**About this task**
Search the records for "black" and copy each line that holds it.

**Task material**
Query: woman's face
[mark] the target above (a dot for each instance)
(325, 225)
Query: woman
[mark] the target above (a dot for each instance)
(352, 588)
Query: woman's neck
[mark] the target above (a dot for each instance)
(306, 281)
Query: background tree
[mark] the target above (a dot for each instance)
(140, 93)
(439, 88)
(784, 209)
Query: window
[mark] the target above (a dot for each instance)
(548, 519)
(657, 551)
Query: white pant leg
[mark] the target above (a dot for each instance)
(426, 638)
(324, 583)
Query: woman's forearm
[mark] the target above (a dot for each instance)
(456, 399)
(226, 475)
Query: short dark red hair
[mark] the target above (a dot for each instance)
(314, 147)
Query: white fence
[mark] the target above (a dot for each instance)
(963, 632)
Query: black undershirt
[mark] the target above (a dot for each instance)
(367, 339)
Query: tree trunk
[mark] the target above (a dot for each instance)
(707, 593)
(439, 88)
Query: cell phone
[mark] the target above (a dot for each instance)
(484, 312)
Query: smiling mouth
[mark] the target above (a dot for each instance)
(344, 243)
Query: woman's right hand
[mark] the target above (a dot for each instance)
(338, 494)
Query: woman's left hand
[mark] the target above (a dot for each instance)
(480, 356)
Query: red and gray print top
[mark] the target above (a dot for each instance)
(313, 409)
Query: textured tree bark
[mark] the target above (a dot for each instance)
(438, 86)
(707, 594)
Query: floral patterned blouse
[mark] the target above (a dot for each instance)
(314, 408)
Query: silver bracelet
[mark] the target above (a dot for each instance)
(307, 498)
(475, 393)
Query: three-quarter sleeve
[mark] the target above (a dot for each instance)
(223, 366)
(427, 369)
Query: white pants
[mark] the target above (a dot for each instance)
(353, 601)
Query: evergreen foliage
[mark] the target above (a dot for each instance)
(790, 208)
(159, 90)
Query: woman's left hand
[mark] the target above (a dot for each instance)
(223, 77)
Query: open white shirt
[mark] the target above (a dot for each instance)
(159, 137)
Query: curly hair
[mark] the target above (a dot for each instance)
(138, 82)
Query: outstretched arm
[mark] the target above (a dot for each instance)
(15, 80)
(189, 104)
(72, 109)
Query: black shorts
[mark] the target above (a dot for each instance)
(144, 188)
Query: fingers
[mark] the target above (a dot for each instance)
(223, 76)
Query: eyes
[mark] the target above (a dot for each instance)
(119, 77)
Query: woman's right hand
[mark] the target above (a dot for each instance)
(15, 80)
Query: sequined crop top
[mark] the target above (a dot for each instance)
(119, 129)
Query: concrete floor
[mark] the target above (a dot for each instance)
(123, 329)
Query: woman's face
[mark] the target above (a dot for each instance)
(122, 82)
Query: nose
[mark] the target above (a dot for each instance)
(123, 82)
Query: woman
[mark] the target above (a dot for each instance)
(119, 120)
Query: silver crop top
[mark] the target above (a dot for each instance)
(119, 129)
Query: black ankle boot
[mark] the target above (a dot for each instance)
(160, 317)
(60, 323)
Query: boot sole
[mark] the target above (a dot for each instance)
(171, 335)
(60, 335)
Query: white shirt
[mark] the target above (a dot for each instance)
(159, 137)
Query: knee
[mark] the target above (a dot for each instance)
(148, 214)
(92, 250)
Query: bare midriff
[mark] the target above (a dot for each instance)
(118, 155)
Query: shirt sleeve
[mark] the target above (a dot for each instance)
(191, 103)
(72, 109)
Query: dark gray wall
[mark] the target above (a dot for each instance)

**Reply to the task**
Query: black undershirt
Query: black shorts
Query: black ankle boot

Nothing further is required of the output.